_TASK DETAILS_.
Nothing in the entries below may be altered; print them as they stand.

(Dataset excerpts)

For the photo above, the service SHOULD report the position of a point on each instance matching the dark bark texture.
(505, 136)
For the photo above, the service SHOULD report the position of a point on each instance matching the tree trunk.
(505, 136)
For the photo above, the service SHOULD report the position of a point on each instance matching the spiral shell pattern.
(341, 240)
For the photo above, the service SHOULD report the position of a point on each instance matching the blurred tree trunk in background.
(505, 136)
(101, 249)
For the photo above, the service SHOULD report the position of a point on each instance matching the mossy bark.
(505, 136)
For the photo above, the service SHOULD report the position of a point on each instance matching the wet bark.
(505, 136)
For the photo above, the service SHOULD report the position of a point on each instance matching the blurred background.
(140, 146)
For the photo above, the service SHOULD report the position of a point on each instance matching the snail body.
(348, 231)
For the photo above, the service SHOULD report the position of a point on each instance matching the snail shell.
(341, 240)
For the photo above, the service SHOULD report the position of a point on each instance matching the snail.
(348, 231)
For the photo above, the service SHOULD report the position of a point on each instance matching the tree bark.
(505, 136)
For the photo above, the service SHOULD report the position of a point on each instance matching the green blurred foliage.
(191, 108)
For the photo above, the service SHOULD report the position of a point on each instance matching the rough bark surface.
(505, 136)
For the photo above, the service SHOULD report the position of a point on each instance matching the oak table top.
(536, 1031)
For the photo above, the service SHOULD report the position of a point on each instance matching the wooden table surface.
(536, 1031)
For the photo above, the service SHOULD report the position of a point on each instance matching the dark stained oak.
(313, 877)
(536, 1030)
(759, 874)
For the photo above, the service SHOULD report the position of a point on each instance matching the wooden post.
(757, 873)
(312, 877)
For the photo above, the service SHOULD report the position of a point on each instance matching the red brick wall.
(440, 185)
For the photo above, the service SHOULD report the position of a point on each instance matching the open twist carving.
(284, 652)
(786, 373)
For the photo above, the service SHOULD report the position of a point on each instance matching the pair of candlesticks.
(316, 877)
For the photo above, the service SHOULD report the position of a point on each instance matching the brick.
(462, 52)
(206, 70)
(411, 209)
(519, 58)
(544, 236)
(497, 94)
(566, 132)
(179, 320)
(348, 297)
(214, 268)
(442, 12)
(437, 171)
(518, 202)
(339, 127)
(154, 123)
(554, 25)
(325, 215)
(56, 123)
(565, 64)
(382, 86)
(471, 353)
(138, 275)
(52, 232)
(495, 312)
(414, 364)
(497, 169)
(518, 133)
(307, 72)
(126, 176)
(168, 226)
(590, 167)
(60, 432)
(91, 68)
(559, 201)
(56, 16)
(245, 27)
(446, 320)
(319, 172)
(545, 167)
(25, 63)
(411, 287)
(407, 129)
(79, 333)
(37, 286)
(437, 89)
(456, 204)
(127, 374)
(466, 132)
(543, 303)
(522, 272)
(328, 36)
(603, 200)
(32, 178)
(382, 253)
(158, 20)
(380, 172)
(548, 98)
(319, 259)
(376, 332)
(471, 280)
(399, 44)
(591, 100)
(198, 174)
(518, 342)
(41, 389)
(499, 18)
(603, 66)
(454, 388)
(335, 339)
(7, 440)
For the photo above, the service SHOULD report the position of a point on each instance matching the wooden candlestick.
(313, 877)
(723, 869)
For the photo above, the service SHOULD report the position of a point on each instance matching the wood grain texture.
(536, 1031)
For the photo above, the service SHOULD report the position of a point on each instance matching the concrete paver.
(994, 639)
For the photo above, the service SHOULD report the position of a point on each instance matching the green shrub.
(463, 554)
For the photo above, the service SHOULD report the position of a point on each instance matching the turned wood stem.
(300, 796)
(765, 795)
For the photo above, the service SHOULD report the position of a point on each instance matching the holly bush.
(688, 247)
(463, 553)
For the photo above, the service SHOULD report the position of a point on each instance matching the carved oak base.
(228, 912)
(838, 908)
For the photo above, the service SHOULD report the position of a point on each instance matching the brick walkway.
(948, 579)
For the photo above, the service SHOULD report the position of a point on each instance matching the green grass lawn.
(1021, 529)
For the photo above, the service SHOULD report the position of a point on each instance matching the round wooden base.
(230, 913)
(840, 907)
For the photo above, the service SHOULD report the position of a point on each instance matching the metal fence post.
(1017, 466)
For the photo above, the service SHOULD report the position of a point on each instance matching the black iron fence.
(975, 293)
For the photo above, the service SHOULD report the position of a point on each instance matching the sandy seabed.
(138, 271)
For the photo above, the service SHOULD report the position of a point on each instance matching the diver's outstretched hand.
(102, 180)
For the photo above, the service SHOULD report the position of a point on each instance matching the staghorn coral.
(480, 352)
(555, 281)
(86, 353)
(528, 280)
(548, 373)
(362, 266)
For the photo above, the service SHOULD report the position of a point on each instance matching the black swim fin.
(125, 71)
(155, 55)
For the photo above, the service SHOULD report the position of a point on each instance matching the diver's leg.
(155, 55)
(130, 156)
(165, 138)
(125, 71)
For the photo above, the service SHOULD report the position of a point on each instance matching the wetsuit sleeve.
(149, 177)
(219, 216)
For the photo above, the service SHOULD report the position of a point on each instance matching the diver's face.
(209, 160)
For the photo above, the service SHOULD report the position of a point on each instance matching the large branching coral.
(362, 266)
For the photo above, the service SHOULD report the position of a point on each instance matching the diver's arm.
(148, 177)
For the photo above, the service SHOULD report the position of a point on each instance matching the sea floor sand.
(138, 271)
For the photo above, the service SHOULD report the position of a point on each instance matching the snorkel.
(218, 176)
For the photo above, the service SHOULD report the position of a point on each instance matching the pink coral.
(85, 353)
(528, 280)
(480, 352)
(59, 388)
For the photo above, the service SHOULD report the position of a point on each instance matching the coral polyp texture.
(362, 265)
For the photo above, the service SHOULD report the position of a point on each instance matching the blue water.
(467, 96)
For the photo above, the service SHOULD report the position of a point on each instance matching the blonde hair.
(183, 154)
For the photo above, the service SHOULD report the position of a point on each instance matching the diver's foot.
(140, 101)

_RESPONSE_.
For the photo above, the service SHOULD report the position of a point on each instance matching the dark bark texture.
(505, 136)
For the photo above, the service SHOULD report the position of a point on each instance matching the tree trunk.
(505, 136)
For the photo above, the service SHOULD report the position of a point on each instance matching the spiral shell pattern.
(341, 240)
For the photo above, the service SHOULD report the position of a point on each instance matching the blurred tree trunk in background.
(505, 136)
(101, 249)
For the photo above, the service SHOULD report the position of a point on each instance matching the mossy bark.
(505, 136)
For the photo above, the service SHOULD report the position of a point on each instance matching the wet bark.
(505, 136)
For the photo above, the service SHOULD report the position of a point on each instance matching the blurred background.
(140, 146)
For the photo above, the service SHOULD report the position of a point on each instance matching the snail body.
(348, 231)
For the photo above, the service SHOULD report the position of a point on each instance matching the snail shell.
(341, 240)
For the photo above, the service SHOULD report the position of a point on each instance matching the snail.
(348, 231)
For the photo above, the service SHOULD report the position of a point on each instance matching the tree bark.
(505, 136)
For the photo above, the service SHOULD report the position of a point on each instance matching the green blurred foliage.
(191, 108)
For the photo above, the service SHOULD report the position of a point on each instance matching the rough bark surface.
(505, 136)
For the photo above, the service SHOULD report the position of a point on each instance matching the oak table top.
(536, 1031)
For the photo above, the service SHOULD report the position of a point on each instance matching the wooden table surface.
(536, 1031)
For the photo above, the service SHOULD report the position of a point on each instance matching the dark stained oak.
(313, 877)
(536, 1030)
(759, 874)
For the photo above, the service SHOULD report the position of a point on each instance matching the wooden post.
(757, 873)
(312, 877)
For the photo above, the service SHOULD report the position of a point on each instance matching the red brick wall.
(440, 185)
For the photo above, the service SHOULD report the position of a point on each instance matching the open twist carving.
(284, 652)
(786, 373)
For the photo above, the service SHOULD report the position of a point on each instance matching the pair of candlesticks.
(316, 877)
For the photo above, the service SHOULD report the position of a point on each instance matching the brick.
(462, 52)
(206, 70)
(411, 209)
(519, 58)
(544, 236)
(497, 94)
(566, 132)
(179, 320)
(348, 297)
(214, 268)
(442, 12)
(437, 171)
(518, 202)
(339, 127)
(154, 123)
(554, 25)
(325, 215)
(56, 123)
(565, 64)
(382, 86)
(471, 353)
(138, 275)
(52, 232)
(495, 312)
(414, 364)
(497, 169)
(518, 133)
(307, 72)
(126, 176)
(168, 226)
(590, 167)
(60, 432)
(91, 68)
(559, 201)
(56, 16)
(245, 27)
(446, 320)
(319, 172)
(545, 167)
(25, 63)
(411, 287)
(407, 129)
(79, 333)
(37, 286)
(437, 89)
(456, 204)
(127, 374)
(466, 132)
(543, 303)
(522, 272)
(328, 36)
(603, 200)
(32, 178)
(382, 253)
(158, 20)
(380, 172)
(548, 98)
(319, 259)
(376, 332)
(471, 280)
(399, 44)
(591, 100)
(198, 174)
(518, 342)
(41, 389)
(499, 18)
(603, 66)
(454, 388)
(335, 339)
(7, 440)
For the photo above, the service SHOULD report the position of a point on each instance matching the wooden candlestick.
(313, 877)
(723, 869)
For the photo above, the service SHOULD report the position of a point on each instance matching the wood grain texture.
(536, 1031)
For the photo above, the service SHOULD report the position of a point on each instance matching the concrete paver.
(994, 639)
For the photo above, the service SHOULD report the position of a point on each instance matching the green shrub.
(463, 554)
For the photo above, the service SHOULD report the position of a point on each instance matching the turned wood stem.
(300, 796)
(765, 795)
For the photo above, the service SHOULD report the position of a point on each instance matching the holly bush.
(688, 247)
(463, 553)
For the photo above, the service SHOULD report the position of a point on each instance matching the carved oak base.
(228, 912)
(838, 908)
For the photo above, the service SHOULD report the position of a point on each instance matching the brick walkway.
(948, 579)
For the photo above, the service SHOULD report the position of a point on each instance matching the green grass lawn.
(1021, 529)
For the photo above, the service SHOULD report the position of a point on each instance matching the round wooden base.
(230, 913)
(840, 907)
For the photo above, the service SHOULD report the position of a point on each instance matching the metal fence post.
(1017, 466)
For the photo above, the service SHOULD report the position of a point on each instance matching the black iron fence.
(975, 293)
For the photo above, the service SHOULD report the position of a point on each instance matching the sandy seabed.
(138, 271)
For the photo above, the service SHOULD report the position of a point on each instance matching the diver's outstretched hand.
(102, 180)
For the photo above, the service SHOULD report the position of a point on each instance matching the staghorn coral.
(480, 352)
(555, 281)
(86, 353)
(528, 280)
(548, 373)
(362, 266)
For the photo above, the service SHOULD report the position of a point on each instance matching the black swim fin.
(125, 71)
(155, 55)
For the photo above, the service SHOULD report the position of a point on each instance matching the diver's leg.
(155, 55)
(130, 156)
(165, 138)
(125, 71)
For the photo above, the service SHOULD report the position of a point on each instance matching the wetsuit sleeve.
(149, 177)
(219, 216)
For the photo above, the service SHOULD report the position of a point on each instance matching the diver's face.
(209, 160)
For the photo above, the service SHOULD report the position of a point on each instance matching the large branching coral.
(362, 266)
For the photo above, the service SHOULD report the position of a point on each instance matching the diver's arm.
(148, 177)
For the photo above, the service SHOULD report the position of a point on each instance matching the sea floor sand.
(138, 271)
For the photo above, the service SHOULD report the position of a point on each instance matching the snorkel.
(218, 176)
For the photo above, the service SHOULD report the position of a point on each instance matching the pink coral.
(85, 353)
(528, 280)
(480, 352)
(59, 388)
For the photo above, the service SHOULD report the position of a point on each instance matching the coral polyp texture.
(362, 265)
For the photo above, the service SHOULD report the position of a point on each instance matching the blue water.
(467, 96)
For the photo above, the service SHOULD report the position of a point on each instance matching the blonde hair.
(183, 154)
For the photo above, the service SHOULD report the position of a point on each instance matching the diver's foot.
(140, 101)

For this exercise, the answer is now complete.